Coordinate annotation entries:
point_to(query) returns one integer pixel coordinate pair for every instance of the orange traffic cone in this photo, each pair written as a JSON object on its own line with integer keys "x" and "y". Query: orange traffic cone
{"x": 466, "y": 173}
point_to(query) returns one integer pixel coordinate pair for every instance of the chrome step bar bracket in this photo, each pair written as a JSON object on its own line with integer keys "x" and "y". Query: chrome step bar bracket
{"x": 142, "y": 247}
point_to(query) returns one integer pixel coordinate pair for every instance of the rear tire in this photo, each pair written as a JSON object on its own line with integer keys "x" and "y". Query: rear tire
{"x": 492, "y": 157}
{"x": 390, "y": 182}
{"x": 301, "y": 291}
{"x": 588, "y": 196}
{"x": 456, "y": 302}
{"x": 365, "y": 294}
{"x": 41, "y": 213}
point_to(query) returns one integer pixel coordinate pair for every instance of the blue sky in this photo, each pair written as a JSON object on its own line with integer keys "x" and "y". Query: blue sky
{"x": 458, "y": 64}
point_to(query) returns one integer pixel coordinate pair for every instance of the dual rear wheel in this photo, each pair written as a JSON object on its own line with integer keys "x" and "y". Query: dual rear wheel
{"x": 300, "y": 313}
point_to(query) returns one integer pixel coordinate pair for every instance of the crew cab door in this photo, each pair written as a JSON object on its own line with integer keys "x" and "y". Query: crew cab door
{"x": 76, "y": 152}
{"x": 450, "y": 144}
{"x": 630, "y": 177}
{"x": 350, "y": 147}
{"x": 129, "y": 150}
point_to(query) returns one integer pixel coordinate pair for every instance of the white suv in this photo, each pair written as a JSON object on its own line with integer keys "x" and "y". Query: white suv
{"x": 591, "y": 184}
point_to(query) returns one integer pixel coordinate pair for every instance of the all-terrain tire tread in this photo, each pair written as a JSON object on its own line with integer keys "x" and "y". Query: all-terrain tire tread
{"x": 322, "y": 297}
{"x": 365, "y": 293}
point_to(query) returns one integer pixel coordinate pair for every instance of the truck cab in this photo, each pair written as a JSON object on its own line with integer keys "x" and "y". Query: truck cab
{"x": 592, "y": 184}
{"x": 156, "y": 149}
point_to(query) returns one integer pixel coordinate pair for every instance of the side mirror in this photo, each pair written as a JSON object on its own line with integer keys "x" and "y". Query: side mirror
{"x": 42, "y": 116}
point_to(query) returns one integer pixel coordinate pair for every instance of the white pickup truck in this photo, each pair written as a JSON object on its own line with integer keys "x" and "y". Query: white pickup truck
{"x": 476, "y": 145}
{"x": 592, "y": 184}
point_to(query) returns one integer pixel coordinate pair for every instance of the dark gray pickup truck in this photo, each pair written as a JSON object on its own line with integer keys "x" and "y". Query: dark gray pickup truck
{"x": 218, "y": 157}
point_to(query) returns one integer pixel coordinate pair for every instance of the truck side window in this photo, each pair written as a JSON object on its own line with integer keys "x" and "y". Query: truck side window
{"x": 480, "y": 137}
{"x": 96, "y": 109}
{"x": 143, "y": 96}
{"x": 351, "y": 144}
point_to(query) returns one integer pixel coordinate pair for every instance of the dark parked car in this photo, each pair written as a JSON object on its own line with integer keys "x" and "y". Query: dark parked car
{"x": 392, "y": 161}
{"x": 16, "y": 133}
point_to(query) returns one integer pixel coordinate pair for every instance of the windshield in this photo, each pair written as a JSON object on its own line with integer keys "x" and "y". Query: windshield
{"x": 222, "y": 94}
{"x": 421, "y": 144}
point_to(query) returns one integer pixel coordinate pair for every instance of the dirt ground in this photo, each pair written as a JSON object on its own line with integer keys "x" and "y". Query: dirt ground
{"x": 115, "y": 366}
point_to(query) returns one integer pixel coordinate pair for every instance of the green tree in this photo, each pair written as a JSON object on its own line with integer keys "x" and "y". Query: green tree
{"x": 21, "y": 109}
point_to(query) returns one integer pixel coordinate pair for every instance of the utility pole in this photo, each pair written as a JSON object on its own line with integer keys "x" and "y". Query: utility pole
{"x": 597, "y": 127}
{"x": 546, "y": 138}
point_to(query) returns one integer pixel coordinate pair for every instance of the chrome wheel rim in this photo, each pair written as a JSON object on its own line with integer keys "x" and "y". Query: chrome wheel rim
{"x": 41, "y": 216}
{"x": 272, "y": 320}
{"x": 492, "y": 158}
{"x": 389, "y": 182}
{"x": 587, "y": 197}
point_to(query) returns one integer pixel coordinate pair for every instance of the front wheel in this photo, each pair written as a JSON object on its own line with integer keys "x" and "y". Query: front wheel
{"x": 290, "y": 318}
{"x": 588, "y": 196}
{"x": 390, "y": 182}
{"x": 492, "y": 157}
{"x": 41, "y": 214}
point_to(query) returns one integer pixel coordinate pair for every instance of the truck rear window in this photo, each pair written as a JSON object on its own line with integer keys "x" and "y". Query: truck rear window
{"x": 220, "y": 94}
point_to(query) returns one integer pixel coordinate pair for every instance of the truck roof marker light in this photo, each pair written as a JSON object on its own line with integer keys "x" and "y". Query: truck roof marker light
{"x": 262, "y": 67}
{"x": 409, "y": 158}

▶ Set problem: Repeat the data above, word for word.

▶ Complete response:
point_to(query) returns one integer pixel coordinate pair for every instance of the orange traffic cone in this photo, each pair written as a JSON object on its own line with integer keys "x" and "y". Query: orange traffic cone
{"x": 466, "y": 173}
point_to(query) returns one integer pixel coordinate pair for every instance of the chrome step bar bracket in this photo, each pair written as a JSON object on its own line with integer keys "x" and "y". Query: chrome step bar bracket
{"x": 142, "y": 247}
point_to(query) returns one integer pixel coordinate pair for every instance of the rear tire in this photo, each pair written as a JSON object on its own line with integer keys "x" and "y". Query: rear tire
{"x": 492, "y": 157}
{"x": 390, "y": 182}
{"x": 301, "y": 291}
{"x": 588, "y": 196}
{"x": 456, "y": 302}
{"x": 365, "y": 294}
{"x": 41, "y": 213}
point_to(query) returns one integer pixel coordinate pair for every instance of the blue sky in this photo, each pair written as a JSON object on its own line with integer keys "x" and "y". Query: blue sky
{"x": 458, "y": 64}
point_to(query) returns one integer pixel coordinate pair for every instance of the dual rear wheel in this photo, each pair written as a JSON object on its own line with integer keys "x" and "y". Query: dual rear wheel
{"x": 300, "y": 313}
point_to(query) returns one integer pixel coordinate pair for every instance of the crew cab door in this photo, each pair written as a JSON object on its own line with integer keys "x" and "y". Query: crew cab door
{"x": 76, "y": 152}
{"x": 450, "y": 144}
{"x": 630, "y": 177}
{"x": 350, "y": 147}
{"x": 129, "y": 150}
point_to(query) returns one integer pixel coordinate pair for every instance of the white suv in this photo, each pair written as a JSON object on its own line with integer keys "x" and "y". Query: white suv
{"x": 591, "y": 184}
point_to(query) returns one integer pixel coordinate pair for every instance of the all-terrain tire tread in this photo, each pair written as a JSON object on its own line with integer keys "x" and "y". Query: all-terrain tire tread
{"x": 322, "y": 297}
{"x": 365, "y": 293}
point_to(query) returns one integer pixel coordinate pair for every instance of the truck cab in this photo, each pair written as a JSON object on its own line with integer keys "x" and "y". Query: truck cab
{"x": 592, "y": 184}
{"x": 156, "y": 149}
point_to(query) returns one integer pixel coordinate pair for every instance of the side mirror in this photo, each pair written as a JSON object on its own line with integer keys "x" and "y". Query: side mirror
{"x": 42, "y": 116}
point_to(query) returns one integer pixel coordinate pair for every instance of the white pickup truck in this photo, each pair written as a JSON object on its own line with integer keys "x" and "y". Query: white pickup truck
{"x": 476, "y": 145}
{"x": 592, "y": 184}
point_to(query) returns one integer pixel coordinate pair for every instance of the dark gray pickup truck in this photo, each pair written as a JSON object on its own line with integer keys "x" and "y". Query: dark gray pickup truck
{"x": 218, "y": 157}
point_to(query) returns one integer pixel coordinate pair for every instance of the truck side window in this photo, each pair written as a JSON object on its own line with integer keys "x" and "y". Query: truck side window
{"x": 480, "y": 137}
{"x": 96, "y": 109}
{"x": 143, "y": 96}
{"x": 351, "y": 144}
point_to(query) returns one integer pixel coordinate pair for every instance of the dark parked car in this photo, each pair written as a JSON object on its own line with integer keys "x" and "y". Query: dark parked car
{"x": 392, "y": 161}
{"x": 16, "y": 133}
point_to(query) returns one integer pixel coordinate pair for every instance of the windshield in this photo, each pair written as a JSON object on its own line with integer keys "x" and "y". Query: windshield
{"x": 222, "y": 94}
{"x": 421, "y": 144}
point_to(query) returns one integer pixel coordinate pair for every instance of the dirt ground in this photo, each pair written as a JSON object on its own line with integer keys "x" and "y". Query: dirt ground
{"x": 115, "y": 366}
point_to(query) returns one integer pixel coordinate pair for every instance of the green tree in this photo, each pair written as a JSON object on its own line with integer keys "x" and "y". Query: green tree
{"x": 21, "y": 109}
point_to(query) returns one integer pixel coordinate pair for every instance of the utility pole in this photo, each pair written as a JSON object on its own line with integer keys "x" and "y". Query: utility pole
{"x": 597, "y": 127}
{"x": 546, "y": 138}
point_to(query) returns one integer pixel coordinate pair for every instance of the chrome wheel rim in this photo, each pair written as a JSON object on its own line with integer keys "x" and "y". Query: chrome wheel rim
{"x": 41, "y": 216}
{"x": 272, "y": 320}
{"x": 492, "y": 158}
{"x": 389, "y": 182}
{"x": 587, "y": 197}
point_to(query) returns one integer pixel coordinate pair for every instance of the front wheel in this photo, each pair written as a JSON object on its own line with integer keys "x" and "y". Query: front wheel
{"x": 290, "y": 318}
{"x": 588, "y": 196}
{"x": 390, "y": 182}
{"x": 492, "y": 157}
{"x": 41, "y": 214}
point_to(query) returns one integer pixel coordinate pair for every instance of the truck rear window in this photo, each pair written as a JSON object on its own line with integer keys "x" and "y". Query: truck rear window
{"x": 220, "y": 94}
point_to(query) returns one integer pixel coordinate pair for every instance of the truck roof marker light in this photo, each pair written as a JSON object on its own line with integer keys "x" and "y". Query: truck roof marker light
{"x": 262, "y": 67}
{"x": 409, "y": 158}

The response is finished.